Each record must be repeated exactly as it stands.

Data:
· · · ·

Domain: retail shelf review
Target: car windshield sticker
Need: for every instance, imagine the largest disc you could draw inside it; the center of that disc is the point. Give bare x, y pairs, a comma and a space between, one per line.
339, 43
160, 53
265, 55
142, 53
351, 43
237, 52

· · · ·

Answer to this problem:
Domain: retail shelf review
Target: car windshield sticker
Need: for every instance, imagine the largest disc you could draw inside it; the center of that disc is the point. Give bare x, y pairs, a comma and a space between, one per line.
339, 43
160, 53
265, 55
142, 53
351, 43
237, 52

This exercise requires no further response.